EXERCISE GOAL: Write out the lines below as a numbered list, skipping any blank lines and leaving out the pictures.

ENTRIES SHOWN:

>>>

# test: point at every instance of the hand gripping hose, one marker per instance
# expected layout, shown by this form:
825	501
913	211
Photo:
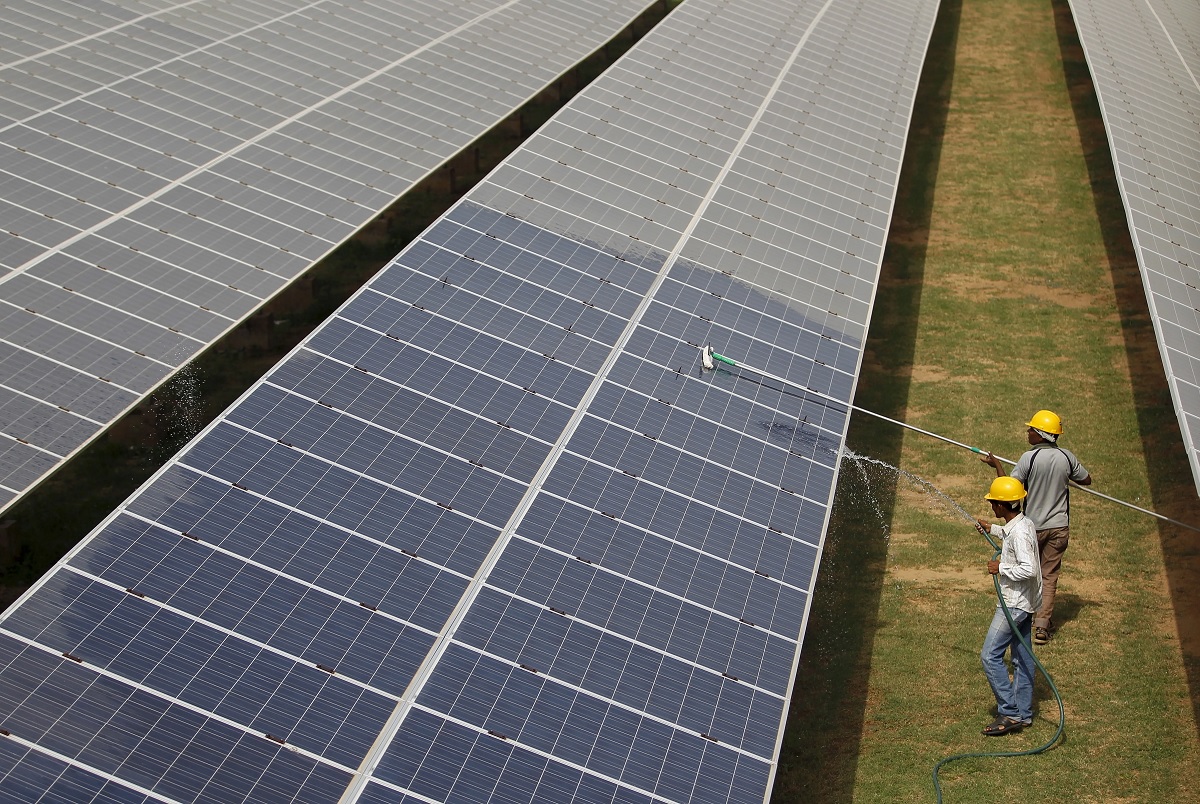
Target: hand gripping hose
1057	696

<<<

RESULT BELOW:
1. # test: point at every instance of the hand gripping hose, one marker per instance
2. # expected layout, shown by this form:
3. 825	501
4. 913	211
5. Photo:
6. Target: hand gripping hose
7. 1057	696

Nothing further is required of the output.